-- Start of ENTRIES --
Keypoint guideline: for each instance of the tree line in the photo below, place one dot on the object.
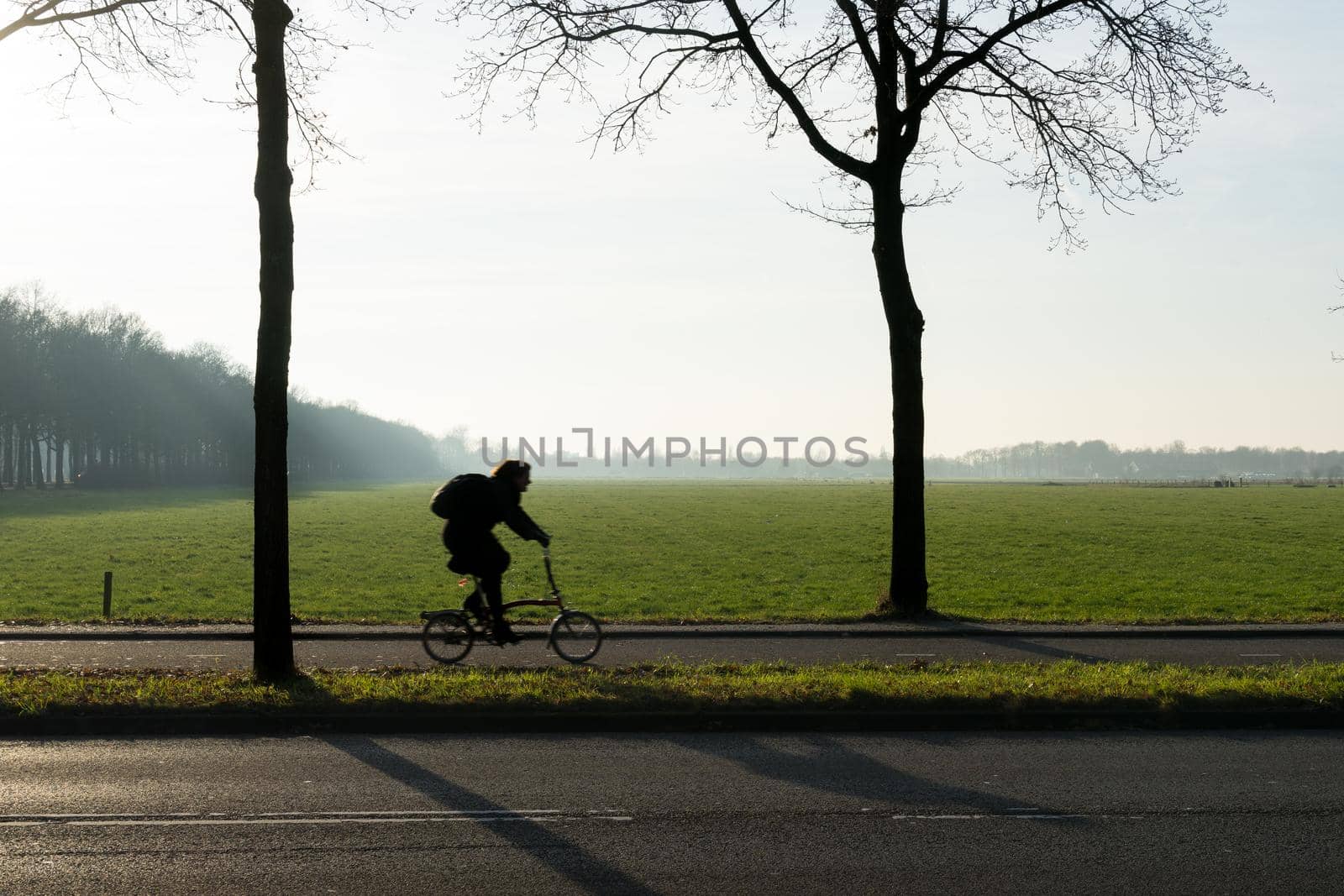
(96, 398)
(1095, 459)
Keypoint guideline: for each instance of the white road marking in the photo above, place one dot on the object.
(378, 817)
(1016, 815)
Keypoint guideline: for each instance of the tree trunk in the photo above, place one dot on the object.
(909, 584)
(39, 476)
(273, 645)
(60, 458)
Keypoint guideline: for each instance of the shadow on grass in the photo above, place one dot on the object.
(71, 500)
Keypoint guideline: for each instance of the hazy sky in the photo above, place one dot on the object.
(515, 282)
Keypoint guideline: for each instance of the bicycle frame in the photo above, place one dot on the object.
(557, 600)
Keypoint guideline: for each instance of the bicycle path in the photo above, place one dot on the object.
(228, 647)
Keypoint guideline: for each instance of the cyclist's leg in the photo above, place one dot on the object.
(494, 562)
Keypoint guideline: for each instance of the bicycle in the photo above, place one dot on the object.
(449, 634)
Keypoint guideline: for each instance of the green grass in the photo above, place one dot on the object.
(680, 688)
(709, 551)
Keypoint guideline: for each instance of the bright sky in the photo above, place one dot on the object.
(515, 282)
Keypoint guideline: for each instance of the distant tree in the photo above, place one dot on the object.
(1065, 96)
(288, 56)
(1337, 308)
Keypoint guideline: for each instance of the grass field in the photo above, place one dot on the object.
(679, 688)
(706, 551)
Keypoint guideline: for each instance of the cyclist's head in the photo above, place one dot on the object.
(512, 470)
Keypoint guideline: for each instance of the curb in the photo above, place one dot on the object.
(675, 633)
(588, 723)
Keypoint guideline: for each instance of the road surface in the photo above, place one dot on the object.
(709, 813)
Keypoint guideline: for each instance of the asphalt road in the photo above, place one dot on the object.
(387, 647)
(1073, 813)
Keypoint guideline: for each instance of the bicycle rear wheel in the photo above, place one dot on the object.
(575, 636)
(448, 636)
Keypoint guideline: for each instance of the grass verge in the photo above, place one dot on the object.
(674, 688)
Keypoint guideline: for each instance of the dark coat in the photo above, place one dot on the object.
(483, 504)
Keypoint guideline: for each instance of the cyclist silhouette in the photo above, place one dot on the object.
(479, 504)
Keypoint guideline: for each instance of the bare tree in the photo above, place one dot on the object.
(1337, 308)
(1068, 97)
(154, 36)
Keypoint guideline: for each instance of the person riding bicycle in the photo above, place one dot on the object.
(479, 504)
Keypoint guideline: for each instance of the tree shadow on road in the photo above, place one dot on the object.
(827, 763)
(534, 839)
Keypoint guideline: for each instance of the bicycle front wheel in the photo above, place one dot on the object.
(448, 636)
(575, 636)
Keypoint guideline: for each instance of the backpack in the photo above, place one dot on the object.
(454, 497)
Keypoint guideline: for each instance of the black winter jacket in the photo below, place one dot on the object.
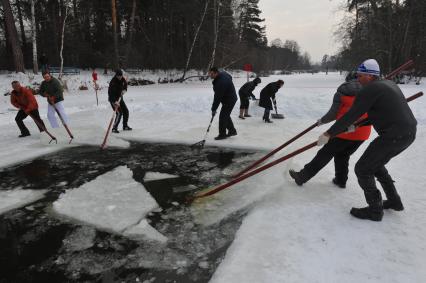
(387, 111)
(246, 91)
(267, 93)
(224, 90)
(115, 89)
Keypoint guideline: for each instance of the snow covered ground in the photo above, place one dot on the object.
(291, 234)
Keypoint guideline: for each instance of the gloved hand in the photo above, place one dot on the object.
(323, 139)
(351, 129)
(52, 99)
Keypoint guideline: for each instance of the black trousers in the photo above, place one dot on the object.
(244, 102)
(338, 148)
(122, 111)
(225, 121)
(20, 117)
(372, 164)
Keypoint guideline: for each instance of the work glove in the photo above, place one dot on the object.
(351, 129)
(323, 139)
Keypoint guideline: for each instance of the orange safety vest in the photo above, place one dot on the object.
(361, 133)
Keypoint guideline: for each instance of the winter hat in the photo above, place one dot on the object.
(369, 67)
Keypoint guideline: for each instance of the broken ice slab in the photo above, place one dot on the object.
(113, 201)
(155, 176)
(144, 231)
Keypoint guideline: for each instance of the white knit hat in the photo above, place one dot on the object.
(369, 67)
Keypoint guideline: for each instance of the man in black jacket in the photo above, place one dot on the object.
(245, 93)
(224, 92)
(266, 94)
(117, 87)
(393, 120)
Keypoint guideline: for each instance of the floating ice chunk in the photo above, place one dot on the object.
(145, 231)
(113, 201)
(11, 199)
(155, 176)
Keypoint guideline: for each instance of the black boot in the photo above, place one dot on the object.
(394, 204)
(338, 183)
(296, 176)
(373, 212)
(232, 133)
(221, 137)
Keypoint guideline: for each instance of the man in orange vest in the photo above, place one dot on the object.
(341, 147)
(23, 99)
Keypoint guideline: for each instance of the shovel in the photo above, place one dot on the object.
(276, 115)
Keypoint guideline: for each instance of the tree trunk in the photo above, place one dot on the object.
(18, 58)
(114, 30)
(195, 39)
(131, 31)
(34, 37)
(216, 5)
(62, 42)
(21, 27)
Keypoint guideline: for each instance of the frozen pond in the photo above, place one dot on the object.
(39, 245)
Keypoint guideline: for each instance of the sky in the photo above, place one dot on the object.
(309, 22)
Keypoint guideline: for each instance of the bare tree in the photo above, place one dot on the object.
(12, 33)
(195, 39)
(62, 39)
(34, 37)
(114, 30)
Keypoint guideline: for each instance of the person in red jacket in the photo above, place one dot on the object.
(23, 99)
(341, 147)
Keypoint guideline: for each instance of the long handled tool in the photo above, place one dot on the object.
(257, 162)
(279, 160)
(103, 145)
(276, 115)
(63, 123)
(52, 137)
(200, 144)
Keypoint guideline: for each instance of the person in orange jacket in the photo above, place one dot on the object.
(23, 99)
(343, 145)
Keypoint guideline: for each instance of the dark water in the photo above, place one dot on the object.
(38, 247)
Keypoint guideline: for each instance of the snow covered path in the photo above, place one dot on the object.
(290, 234)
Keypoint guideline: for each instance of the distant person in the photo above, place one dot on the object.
(343, 145)
(117, 88)
(51, 89)
(44, 63)
(224, 93)
(267, 97)
(391, 117)
(23, 99)
(245, 93)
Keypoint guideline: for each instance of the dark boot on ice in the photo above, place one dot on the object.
(221, 137)
(373, 212)
(232, 133)
(338, 183)
(297, 176)
(394, 204)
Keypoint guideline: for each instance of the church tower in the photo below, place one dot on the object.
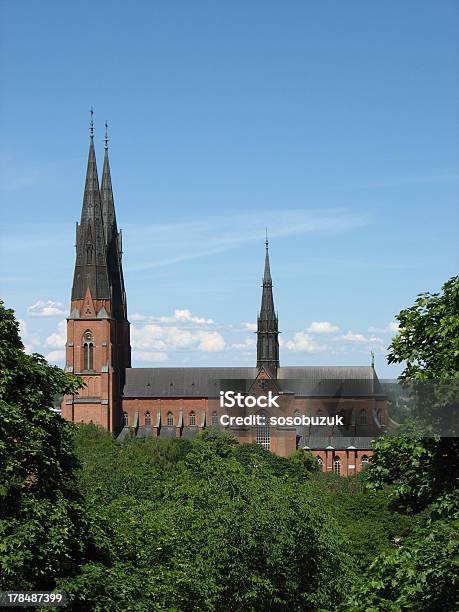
(267, 325)
(98, 345)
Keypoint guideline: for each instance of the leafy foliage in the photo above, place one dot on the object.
(220, 536)
(42, 524)
(422, 574)
(428, 340)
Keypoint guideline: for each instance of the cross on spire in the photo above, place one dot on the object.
(91, 123)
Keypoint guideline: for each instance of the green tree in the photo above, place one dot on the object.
(42, 524)
(218, 538)
(421, 573)
(428, 337)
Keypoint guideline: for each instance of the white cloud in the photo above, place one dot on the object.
(211, 341)
(322, 327)
(249, 343)
(303, 342)
(46, 309)
(59, 337)
(57, 357)
(30, 340)
(148, 356)
(392, 327)
(187, 316)
(164, 338)
(137, 317)
(360, 338)
(181, 315)
(177, 242)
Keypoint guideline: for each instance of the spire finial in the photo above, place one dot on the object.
(91, 123)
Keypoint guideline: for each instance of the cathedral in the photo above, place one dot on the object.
(176, 402)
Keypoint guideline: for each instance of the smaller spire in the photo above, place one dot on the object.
(267, 274)
(91, 123)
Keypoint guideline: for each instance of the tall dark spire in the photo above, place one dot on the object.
(112, 238)
(106, 194)
(267, 324)
(91, 264)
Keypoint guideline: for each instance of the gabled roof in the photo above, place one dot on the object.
(205, 382)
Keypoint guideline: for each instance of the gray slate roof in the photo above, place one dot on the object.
(204, 382)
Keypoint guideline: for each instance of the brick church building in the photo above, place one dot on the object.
(175, 402)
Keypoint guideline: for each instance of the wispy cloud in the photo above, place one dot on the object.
(322, 327)
(304, 343)
(174, 243)
(390, 328)
(46, 309)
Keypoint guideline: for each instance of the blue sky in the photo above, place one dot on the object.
(333, 124)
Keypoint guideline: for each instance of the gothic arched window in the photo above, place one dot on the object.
(365, 462)
(263, 433)
(337, 465)
(88, 351)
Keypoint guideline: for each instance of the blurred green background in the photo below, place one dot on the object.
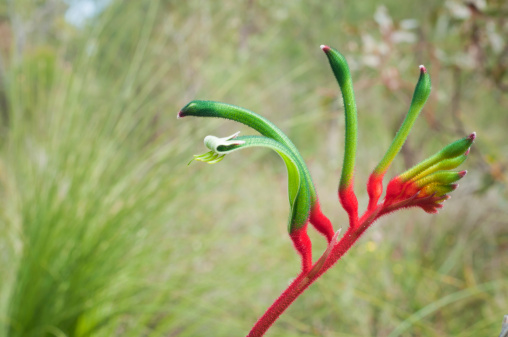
-- End of ENTRIES --
▸ **WORK TO BE COMPLETED**: From the start of the records through the line containing "(1016, 815)", output these records as a two-column CSV with the columns guideline and points, one row per guideline. Put each guideline and its points in a single quoted field with line breaks replaced by spaces, and leave out the picture placeholders.

▸ **COMPLETED EXERCISE**:
guideline,points
"Keypoint guideline: for each instance of the tree line in the photo below, place one dot on the object.","(96, 398) (1095, 459)"
"Keypoint guideline: for each instance of the white road marking in the photo above, place one dot on the object.","(378, 817) (1016, 815)"